● SOURCE EXTRACT
We’re pleased to bring to you a guest post by Eashan Ghosh, sharing some thoughts on where our law is headed with dynamic IP injunctions following the Delhi High Court’s Snapdeal order from a few weeks ago. Eashan has been practicing as an intellectual property advocate and consultant in New Delhi since 2011, and teaches a seminar on intellectual property law at National Law University, Delhi. Eashan writes about Indian intellectual property law, including a monthly review of Delhi High Court judgments, on his Medium page. He’s also the author of the recently released book ‘Imperfect Recollections: The Indian Supreme Court on Trade Mark Law’. Eashan has written several guest posts for us in the past as well, which can be viewed here, here, here, here, here, here, here, here and here).
What We Understand and Imagine Dynamic IP Injunctions To Be
Eashan Ghosh
The coverage of ‘dynamic injunctions’ on these pages has doubtless been of interest to several readers. An order for UTV by the Delhi High Court last April raised some good questions on the subject. Orders for Warner Bros in July-August last year prompted several more. An order for Disney three weeks ago saw the trend follow into 2020.
Yet another Delhi High Court order, won by Snapdeal last month, also merits inclusion in this conversation.
The Snapdeal Claim
Snapdeal arrived just a week prior to Disney and, in Mr Justice Shakdher, the orders have a common author. As such, the stylistic and framing similarities in the two orders – injuncting a host of rogue websites, with liberty to the Claimants to add to their number – is unsurprising.
There are, however, two key differences.

● WRITTEN PROBLEM
Quote the guest post on dynamic IP injunctions in full, word for word. The material that comes next has no connection to the guest post above.

● ENTRIES SUPPLIED
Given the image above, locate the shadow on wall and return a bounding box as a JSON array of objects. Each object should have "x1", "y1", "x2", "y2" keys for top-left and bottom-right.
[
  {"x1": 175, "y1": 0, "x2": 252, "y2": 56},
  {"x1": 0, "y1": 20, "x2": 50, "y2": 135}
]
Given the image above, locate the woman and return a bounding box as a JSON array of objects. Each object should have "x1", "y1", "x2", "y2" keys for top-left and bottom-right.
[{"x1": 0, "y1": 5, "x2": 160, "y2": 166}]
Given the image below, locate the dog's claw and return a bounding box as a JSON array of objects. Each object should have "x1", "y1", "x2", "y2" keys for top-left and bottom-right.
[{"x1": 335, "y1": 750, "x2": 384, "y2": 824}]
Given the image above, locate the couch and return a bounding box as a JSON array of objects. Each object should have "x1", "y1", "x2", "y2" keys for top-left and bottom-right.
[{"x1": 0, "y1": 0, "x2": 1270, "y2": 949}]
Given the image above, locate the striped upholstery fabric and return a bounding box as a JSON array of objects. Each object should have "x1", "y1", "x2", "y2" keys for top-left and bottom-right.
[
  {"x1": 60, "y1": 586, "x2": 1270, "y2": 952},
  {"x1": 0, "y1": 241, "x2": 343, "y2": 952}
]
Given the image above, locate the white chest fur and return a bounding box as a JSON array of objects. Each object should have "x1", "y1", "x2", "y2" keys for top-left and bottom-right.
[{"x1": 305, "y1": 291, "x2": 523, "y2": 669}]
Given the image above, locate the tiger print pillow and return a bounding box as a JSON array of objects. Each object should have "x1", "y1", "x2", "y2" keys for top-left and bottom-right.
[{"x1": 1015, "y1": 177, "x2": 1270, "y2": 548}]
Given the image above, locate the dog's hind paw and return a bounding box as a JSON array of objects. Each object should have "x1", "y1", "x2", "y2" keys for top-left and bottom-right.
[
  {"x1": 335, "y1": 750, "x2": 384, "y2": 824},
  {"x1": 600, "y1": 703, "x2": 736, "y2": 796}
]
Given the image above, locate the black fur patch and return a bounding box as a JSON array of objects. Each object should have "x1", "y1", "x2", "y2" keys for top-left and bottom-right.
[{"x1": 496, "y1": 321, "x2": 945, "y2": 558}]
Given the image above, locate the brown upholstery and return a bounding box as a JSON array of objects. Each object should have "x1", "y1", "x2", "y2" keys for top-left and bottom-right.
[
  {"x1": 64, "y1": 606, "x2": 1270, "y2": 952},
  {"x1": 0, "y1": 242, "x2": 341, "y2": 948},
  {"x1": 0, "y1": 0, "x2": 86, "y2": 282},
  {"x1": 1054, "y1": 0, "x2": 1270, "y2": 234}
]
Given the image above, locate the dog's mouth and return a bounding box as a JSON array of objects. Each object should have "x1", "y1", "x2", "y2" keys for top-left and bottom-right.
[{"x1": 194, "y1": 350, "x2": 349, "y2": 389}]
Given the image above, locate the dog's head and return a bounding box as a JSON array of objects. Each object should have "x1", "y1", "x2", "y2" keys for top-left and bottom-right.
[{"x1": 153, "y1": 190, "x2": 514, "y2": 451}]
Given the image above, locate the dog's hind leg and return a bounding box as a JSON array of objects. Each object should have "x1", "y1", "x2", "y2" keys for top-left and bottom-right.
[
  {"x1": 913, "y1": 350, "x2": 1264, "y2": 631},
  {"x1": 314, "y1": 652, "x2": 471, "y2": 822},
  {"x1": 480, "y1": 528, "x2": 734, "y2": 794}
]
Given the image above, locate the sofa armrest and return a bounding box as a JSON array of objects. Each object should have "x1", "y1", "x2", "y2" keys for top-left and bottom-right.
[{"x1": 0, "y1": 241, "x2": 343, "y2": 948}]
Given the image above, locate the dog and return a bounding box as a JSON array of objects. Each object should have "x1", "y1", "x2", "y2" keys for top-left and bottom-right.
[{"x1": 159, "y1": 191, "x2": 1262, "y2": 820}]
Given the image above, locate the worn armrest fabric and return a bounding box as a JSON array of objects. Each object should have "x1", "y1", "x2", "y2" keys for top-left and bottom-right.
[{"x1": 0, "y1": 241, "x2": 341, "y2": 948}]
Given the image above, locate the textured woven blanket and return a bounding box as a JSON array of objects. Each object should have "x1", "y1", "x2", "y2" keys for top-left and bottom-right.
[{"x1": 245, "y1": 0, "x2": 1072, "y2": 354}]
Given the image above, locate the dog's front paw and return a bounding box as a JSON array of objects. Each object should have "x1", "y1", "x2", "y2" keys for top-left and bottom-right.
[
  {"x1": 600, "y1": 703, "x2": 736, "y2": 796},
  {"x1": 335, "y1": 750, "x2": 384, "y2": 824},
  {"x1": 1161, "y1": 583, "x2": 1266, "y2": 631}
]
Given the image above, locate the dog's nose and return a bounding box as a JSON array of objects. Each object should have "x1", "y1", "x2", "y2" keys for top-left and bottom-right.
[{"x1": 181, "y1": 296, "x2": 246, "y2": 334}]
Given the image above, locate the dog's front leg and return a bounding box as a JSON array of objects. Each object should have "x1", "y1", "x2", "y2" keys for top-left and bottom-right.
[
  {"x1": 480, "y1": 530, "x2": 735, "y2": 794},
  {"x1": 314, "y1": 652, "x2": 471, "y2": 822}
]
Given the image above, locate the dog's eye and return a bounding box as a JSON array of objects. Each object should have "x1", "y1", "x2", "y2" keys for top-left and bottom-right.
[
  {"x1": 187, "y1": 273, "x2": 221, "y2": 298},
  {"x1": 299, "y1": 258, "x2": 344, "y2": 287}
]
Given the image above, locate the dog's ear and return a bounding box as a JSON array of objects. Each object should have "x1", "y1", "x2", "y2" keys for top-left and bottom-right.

● ANSWER FOR THE TASK
We’re pleased to bring to you a guest post by Eashan Ghosh, sharing some thoughts on where our law is headed with dynamic IP injunctions following the Delhi High Court’s Snapdeal order from a few weeks ago. Eashan has been practicing as an intellectual property advocate and consultant in New Delhi since 2011, and teaches a seminar on intellectual property law at National Law University, Delhi. Eashan writes about Indian intellectual property law, including a monthly review of Delhi High Court judgments, on his Medium page. He’s also the author of the recently released book ‘Imperfect Recollections: The Indian Supreme Court on Trade Mark Law’. Eashan has written several guest posts for us in the past as well, which can be viewed here, here, here, here, here, here, here, here and here).
What We Understand and Imagine Dynamic IP Injunctions To Be
Eashan Ghosh
The coverage of ‘dynamic injunctions’ on these pages has doubtless been of interest to several readers. An order for UTV by the Delhi High Court last April raised some good questions on the subject. Orders for Warner Bros in July-August last year prompted several more. An order for Disney three weeks ago saw the trend follow into 2020.
Yet another Delhi High Court order, won by Snapdeal last month, also merits inclusion in this conversation.
The Snapdeal Claim
Snapdeal arrived just a week prior to Disney and, in Mr Justice Shakdher, the orders have a common author. As such, the stylistic and framing similarities in the two orders – injuncting a host of rogue websites, with liberty to the Claimants to add to their number – is unsurprising.
There are, however, two key differences.